== PROBLEMS TO SOLVE ==
A) Write out the newsletter essay word for word, beginning at the words "Aristotle was preceded" and stopping after "know it today.".
B) In one to three sentences, explain why natural philosophy virtually disappeared, according to the newsletter essay.
C) Carry on the newsletter essay, picking up after its final sentence.

== TEXT PASSAGE ==

══════════════════════════════

"One can't paint New York as it is, but rather as it is felt." My first exploration of New York was in 2000, and Georgia O'Keeffe's words echoed my experience and excitement to be surrounded by the New York City skyscrapers immortalized in her paintings.
But beyond the splendor and scale of the city for a young French teacher from the green Basque Country, my most memorable moment took place in the New York Public Library.
While I studied philosophy in high school, it's really while I was at college and existential questions surfaced in my consciousness, that I dived into the world of philosophy. For those who received my Newsletters last year, you may remember that Albert Camus is a reference for my understanding of the World. But Plato (428 BCE - 348), the ancient Greek philosopher, a student of Socrates and founder of the Academy, had an unparalleled influence on my life.
Stepping into the Stephen A. Schwarzman Building, I directed myself straight to the Ancient Greek and Latin section of the Library. Surrounded by thousands of books I could sense, in one of the most modern and advanced cities in the World, the overwhelming feeling of wisdom and knowledge coming from the past. Randomly I grabbed a book. And by pure coincidence, or not, I extracted from the shelf one that was among my favorites. Ever. "The Symposium", a "Platonic" dialogue, written around 380 BC.: Socrates, invited to a feast, finds friends. During the evening the guests decide to take turns answering the question "What is love? ". It is here that we find the famous myth of Aristophanes. I invite you to learn more about this myth. I could write for hours about it! But Aristophanes is not the subject of my letter. Today I am more focused on one of Plato's famous students, Aristotle.
Aristotle was one of the first reputed ecologists. For him "Nature never makes anything without a purpose".
Aristotle was preceded by other naturalists, botanists, philosophers and even Greek doctors who inspired him. There were the precursors of the philosophical study of natural phenomena:
At that time, philosophy and science were intimately intertwined. With Galileo, modern science became autonomous and philosophy differentiated itself from the natural sciences. Philosophy was then limited to studying the sciences under a philosophical aspect, and no longer the natural sciences. The consequence was a virtual disappearance of natural philosophy, and at the same time of the philosophical study of natural phenomena. The philosophical study of the natural environment, and the place of man within it, has appeared in another form in the second half of the twentieth century, from the moment when the first signs of the global ecological crisis appeared as we know it today.
And now is not the time to linger in the mesmerizing New York Public Library for the sake of it. It is time for ACTION.
As we know, "The UN's Intergovernmental Panel on Climate Change has warned of the increasing dangers of climate change and has spoken of the urgency to find solutions before it is too late. At the present rate, greenhouse gas emissions are rising and the world is on a path to raise the global average temperature by more than three degrees Celsius this century."
In this Newsletter, we want to celebrate our Planet. In this Newsletter, we want to celebrate the UNIS students, teachers and parents who are standing for a Greener School. In this Newsletter, we take part in this imperative "Greening the Blue".

══════════════════════════════

== DATASET ENTRIES ==

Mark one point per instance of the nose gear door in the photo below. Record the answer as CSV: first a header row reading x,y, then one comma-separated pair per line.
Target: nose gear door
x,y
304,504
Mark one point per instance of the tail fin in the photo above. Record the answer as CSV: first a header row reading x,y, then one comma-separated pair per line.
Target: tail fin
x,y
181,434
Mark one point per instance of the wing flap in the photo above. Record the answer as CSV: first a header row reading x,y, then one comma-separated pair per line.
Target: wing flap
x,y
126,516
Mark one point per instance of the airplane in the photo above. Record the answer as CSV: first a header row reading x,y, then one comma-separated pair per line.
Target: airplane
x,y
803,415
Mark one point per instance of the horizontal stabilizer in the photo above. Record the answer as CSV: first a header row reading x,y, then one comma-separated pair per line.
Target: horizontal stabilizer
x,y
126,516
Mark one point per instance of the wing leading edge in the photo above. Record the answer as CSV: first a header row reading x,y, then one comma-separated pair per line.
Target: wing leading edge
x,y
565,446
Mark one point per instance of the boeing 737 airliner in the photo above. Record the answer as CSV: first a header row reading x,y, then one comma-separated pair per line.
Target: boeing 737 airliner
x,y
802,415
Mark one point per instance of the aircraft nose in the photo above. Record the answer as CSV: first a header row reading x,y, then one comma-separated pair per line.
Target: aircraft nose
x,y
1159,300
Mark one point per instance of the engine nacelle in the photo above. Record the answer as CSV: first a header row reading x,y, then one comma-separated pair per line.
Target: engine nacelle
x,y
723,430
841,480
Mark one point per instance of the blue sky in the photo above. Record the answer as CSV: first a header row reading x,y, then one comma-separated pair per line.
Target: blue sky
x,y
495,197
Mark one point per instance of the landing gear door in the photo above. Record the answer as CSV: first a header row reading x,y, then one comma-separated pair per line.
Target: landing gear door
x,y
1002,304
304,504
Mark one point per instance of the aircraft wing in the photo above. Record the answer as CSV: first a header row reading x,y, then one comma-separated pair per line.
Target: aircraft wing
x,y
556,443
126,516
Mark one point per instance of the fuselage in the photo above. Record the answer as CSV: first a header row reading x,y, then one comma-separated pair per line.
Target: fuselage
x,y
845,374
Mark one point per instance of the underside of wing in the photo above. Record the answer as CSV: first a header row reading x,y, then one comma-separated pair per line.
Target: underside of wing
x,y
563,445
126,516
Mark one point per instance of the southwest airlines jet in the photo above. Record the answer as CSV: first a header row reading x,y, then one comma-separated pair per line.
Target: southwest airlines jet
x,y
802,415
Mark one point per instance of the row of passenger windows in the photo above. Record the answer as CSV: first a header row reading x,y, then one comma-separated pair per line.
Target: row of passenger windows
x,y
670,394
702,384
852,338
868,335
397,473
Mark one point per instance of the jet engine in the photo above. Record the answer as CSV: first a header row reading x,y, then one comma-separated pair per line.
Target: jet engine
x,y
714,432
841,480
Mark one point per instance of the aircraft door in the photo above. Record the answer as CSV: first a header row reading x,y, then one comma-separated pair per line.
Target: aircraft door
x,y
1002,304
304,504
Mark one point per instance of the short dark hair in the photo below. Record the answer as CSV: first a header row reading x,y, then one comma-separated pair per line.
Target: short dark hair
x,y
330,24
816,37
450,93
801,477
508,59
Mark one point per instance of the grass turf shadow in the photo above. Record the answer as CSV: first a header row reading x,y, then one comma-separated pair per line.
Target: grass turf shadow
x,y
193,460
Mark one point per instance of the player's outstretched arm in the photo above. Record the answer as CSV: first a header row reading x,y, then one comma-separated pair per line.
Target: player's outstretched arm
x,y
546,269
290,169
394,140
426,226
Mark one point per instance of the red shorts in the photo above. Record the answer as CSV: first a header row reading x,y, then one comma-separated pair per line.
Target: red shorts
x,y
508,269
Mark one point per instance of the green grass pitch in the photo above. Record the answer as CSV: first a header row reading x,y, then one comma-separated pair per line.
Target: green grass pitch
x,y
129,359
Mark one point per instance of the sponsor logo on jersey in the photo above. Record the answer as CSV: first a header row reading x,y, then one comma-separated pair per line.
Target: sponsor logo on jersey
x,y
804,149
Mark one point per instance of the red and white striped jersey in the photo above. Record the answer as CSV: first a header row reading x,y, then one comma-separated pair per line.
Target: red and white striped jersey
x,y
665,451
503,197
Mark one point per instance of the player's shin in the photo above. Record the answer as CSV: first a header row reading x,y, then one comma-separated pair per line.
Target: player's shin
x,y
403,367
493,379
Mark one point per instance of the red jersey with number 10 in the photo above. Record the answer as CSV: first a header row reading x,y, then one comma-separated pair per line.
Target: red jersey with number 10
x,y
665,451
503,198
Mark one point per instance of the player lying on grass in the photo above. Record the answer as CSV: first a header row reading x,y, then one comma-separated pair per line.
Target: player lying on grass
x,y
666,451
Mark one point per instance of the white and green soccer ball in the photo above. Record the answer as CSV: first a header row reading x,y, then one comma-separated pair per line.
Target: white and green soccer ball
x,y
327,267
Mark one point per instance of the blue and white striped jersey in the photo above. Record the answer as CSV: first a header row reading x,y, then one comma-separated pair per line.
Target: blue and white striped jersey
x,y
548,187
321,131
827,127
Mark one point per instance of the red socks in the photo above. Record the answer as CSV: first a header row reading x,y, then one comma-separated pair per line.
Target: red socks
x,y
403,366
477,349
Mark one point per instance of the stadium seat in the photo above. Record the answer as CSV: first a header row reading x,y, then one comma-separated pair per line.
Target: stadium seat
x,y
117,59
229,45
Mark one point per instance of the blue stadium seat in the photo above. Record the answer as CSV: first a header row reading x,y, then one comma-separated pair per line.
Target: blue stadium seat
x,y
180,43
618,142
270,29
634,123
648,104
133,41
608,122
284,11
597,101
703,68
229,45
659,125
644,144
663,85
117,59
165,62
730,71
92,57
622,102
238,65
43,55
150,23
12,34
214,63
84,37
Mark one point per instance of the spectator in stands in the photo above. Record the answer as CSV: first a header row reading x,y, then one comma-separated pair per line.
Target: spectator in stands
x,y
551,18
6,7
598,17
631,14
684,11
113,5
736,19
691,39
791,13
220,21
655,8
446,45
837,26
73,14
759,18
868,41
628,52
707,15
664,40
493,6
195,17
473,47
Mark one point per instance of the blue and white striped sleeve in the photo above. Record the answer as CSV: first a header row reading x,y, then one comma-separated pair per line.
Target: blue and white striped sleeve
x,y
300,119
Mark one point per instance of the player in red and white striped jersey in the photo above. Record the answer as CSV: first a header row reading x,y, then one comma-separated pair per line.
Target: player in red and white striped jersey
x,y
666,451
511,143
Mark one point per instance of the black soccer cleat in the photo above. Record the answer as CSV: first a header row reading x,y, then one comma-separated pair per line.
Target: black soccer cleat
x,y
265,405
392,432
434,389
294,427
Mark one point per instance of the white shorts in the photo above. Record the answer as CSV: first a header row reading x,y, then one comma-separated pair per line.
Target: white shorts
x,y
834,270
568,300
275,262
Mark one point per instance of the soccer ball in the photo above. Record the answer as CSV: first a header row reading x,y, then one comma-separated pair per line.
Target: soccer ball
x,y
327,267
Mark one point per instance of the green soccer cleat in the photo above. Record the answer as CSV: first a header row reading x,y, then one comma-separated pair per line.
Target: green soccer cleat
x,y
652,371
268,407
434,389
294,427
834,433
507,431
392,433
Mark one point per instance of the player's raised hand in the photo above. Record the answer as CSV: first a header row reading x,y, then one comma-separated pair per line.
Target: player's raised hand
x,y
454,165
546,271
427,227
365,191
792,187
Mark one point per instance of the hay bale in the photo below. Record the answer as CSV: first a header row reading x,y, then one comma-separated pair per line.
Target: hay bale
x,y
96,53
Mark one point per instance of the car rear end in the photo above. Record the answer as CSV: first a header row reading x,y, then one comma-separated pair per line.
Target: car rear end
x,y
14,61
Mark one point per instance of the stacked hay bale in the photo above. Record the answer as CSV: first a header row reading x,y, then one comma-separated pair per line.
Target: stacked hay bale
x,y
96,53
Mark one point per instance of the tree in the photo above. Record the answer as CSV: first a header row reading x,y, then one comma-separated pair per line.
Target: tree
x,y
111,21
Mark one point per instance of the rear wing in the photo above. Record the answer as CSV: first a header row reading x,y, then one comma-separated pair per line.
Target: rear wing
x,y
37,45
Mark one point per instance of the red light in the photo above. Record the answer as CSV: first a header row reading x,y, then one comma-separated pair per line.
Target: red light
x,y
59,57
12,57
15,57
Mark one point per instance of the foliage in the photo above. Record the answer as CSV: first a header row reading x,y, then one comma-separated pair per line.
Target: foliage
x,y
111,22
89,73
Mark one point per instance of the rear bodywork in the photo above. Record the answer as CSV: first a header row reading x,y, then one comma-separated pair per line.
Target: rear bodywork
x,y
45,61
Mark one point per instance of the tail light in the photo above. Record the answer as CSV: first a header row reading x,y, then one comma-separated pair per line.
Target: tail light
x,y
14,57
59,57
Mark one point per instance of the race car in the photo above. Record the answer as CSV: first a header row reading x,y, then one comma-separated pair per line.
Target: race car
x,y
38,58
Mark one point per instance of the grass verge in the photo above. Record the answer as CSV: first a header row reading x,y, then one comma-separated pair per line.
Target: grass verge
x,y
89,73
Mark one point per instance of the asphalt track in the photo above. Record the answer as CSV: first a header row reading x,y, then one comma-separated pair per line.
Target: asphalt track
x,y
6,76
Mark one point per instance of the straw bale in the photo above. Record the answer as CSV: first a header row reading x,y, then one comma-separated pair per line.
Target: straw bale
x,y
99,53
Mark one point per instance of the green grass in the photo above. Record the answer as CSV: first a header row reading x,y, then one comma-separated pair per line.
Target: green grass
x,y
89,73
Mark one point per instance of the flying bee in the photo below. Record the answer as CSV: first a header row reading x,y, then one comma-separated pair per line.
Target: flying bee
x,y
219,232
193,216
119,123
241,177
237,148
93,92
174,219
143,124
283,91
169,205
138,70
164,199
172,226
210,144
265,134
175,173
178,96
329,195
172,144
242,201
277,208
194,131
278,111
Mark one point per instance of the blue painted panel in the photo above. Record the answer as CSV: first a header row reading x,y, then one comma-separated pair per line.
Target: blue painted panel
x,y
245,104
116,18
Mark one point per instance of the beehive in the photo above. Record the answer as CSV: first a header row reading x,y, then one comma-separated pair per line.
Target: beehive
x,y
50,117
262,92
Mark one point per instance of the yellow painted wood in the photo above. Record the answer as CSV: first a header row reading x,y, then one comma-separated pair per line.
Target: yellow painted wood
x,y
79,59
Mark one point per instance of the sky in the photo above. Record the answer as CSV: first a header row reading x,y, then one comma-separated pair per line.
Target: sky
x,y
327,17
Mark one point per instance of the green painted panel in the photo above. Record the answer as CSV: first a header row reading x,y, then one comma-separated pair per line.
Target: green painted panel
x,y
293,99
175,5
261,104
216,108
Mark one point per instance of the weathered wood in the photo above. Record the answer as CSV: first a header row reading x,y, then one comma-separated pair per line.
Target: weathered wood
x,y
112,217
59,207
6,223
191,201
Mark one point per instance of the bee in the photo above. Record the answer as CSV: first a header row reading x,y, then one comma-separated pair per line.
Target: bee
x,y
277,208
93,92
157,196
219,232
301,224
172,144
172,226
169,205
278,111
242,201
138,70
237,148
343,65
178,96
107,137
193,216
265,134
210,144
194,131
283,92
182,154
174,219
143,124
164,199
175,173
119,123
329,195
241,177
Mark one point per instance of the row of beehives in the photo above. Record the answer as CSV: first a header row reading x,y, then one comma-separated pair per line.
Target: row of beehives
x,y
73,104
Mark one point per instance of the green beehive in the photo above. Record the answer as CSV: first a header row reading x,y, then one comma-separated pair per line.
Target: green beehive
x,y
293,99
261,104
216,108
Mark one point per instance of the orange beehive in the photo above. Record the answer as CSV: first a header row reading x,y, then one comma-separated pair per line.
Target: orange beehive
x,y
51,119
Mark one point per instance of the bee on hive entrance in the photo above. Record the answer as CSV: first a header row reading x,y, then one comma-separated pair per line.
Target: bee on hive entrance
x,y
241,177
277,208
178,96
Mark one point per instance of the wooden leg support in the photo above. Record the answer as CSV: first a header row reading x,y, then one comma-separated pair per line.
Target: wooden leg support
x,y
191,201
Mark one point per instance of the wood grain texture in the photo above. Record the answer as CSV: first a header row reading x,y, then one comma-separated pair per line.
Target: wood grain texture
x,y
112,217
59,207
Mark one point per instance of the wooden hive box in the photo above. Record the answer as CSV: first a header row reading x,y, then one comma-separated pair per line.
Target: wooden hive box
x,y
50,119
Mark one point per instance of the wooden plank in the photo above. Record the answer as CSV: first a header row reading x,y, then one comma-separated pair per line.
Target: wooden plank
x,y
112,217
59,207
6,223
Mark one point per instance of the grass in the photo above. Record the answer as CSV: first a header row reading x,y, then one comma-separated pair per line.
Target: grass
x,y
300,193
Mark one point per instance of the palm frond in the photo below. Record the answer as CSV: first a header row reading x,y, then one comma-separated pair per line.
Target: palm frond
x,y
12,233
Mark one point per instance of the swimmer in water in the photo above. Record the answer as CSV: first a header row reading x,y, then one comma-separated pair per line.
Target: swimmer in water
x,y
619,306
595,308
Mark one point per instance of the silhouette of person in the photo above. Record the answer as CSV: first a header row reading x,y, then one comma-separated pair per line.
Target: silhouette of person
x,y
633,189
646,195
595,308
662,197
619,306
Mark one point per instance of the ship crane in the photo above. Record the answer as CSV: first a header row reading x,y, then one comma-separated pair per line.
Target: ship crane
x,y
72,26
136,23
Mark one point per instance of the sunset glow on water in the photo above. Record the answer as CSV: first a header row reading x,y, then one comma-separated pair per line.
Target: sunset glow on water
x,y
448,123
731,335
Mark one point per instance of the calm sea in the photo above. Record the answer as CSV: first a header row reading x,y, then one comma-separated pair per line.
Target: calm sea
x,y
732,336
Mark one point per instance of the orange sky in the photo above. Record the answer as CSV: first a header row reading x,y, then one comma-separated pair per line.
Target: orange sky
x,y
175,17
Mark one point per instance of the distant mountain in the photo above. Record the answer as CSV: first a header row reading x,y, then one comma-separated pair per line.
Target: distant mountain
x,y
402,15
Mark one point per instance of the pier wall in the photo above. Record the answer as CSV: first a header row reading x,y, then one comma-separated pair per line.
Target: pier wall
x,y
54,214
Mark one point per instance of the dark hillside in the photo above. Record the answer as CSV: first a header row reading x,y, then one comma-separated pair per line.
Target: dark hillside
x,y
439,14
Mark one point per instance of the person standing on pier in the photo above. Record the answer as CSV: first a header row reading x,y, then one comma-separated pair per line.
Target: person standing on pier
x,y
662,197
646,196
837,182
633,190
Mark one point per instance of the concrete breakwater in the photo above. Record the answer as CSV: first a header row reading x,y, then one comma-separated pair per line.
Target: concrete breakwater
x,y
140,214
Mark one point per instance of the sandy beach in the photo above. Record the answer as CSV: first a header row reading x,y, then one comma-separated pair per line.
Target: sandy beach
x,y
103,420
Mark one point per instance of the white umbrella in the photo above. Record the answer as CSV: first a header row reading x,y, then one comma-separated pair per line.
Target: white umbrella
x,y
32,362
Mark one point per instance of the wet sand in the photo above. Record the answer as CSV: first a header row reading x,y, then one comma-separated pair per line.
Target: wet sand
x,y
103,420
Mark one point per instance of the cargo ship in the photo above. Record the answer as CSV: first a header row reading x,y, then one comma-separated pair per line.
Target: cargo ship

══════════════════════════════

== ANSWERS TO THE TASKS ==
A)
Aristotle was preceded by other naturalists, botanists, philosophers and even Greek doctors who inspired him. There were the precursors of the philosophical study of natural phenomena:
At that time, philosophy and science were intimately intertwined. With Galileo, modern science became autonomous and philosophy differentiated itself from the natural sciences. Philosophy was then limited to studying the sciences under a philosophical aspect, and no longer the natural sciences. The consequence was a virtual disappearance of natural philosophy, and at the same time of the philosophical study of natural phenomena. The philosophical study of the natural environment, and the place of man within it, has appeared in another form in the second half of the twentieth century, from the moment when the first signs of the global ecological crisis appeared as we know it today.

B) After Galileo, modern science became autonomous, and philosophy separated itself from the natural sciences. Philosophy was then limited to studying the sciences from a philosophical angle rather than studying the natural sciences. As a result, natural philosophy and the philosophical study of natural phenomena virtually disappeared.

C)
We cannot underestimate what YOU can do. We are privileged. We, the UNIS community, can make a difference. And so many of US can lead change at the highest level. WE can bring to the United Nations, and your children, our students, hope for a better World. A Sustainable World.
"We can easily forgive a child who is afraid of the dark; the real tragedy of life is when men are afraid of the light." - Plato
We know too much not to act, and we have no right to be afraid of the light. We honor in this Newsletter those in our community who are raising their voice and leading the change.
Pascal Vallet, Junior School Principal
THIS WEEK'S EVENTS
UN Day is coming up on Friday, October 19, and the theme "Greening the Blue" will continue beyond UN Day as we strive to live our mission of "shaping a better world; peaceful, compassionate, and sustainable".
When we Green the Blue, it actually makes the world more peaceful, because we address, protect, and share the resources that are often at the root of conflict.
We make the world more compassionate, by extending compassion, understanding, and collaborative solutions concerning water, habitat, and all that live downwind and downstream of us.
We make the world more sustainable by reducing our carbon footprint, preserving fresh water, and creating sustainable cities and communities.
How can each of us get involved and make positive change today?
Here are some resources that kids, youth, faculty, administration, and parents can all use to discover and create positive change.
Charles Colten, Special Coordinator for Community Engagement and Innovation
We want to thank the children and parents who came to celebrate the Cardboard Challenge on this beautiful fall day. A very special thank you to Anne Donah, Javier Alvez, Michelle Bertrand, Louise Wales, UNIS teachers, Middle School and Tut students who worked so hard to make this day special. And bravo to our children for their imaginative creations dedicated to greening the blue!
In line with the school's mission of building a better world and the United Nations Sustainable development goals, the Junior School has a group of student leaders that focus on environmental issues in our community. This group, the Junior School Green Team, among other responsibilities, lead the way in monitoring proper use of resources and waste management in the school. The team also organizes and participates in different environmental programs both in school and in the city, including the MillionTreesNYC program. Two students from each J3 and J4 class are elected each term (Fall and Spring).
Vannessa Go, JS "Green" Science Teacher
The Green Team will meet for the first time on October 9. Stay Tuned!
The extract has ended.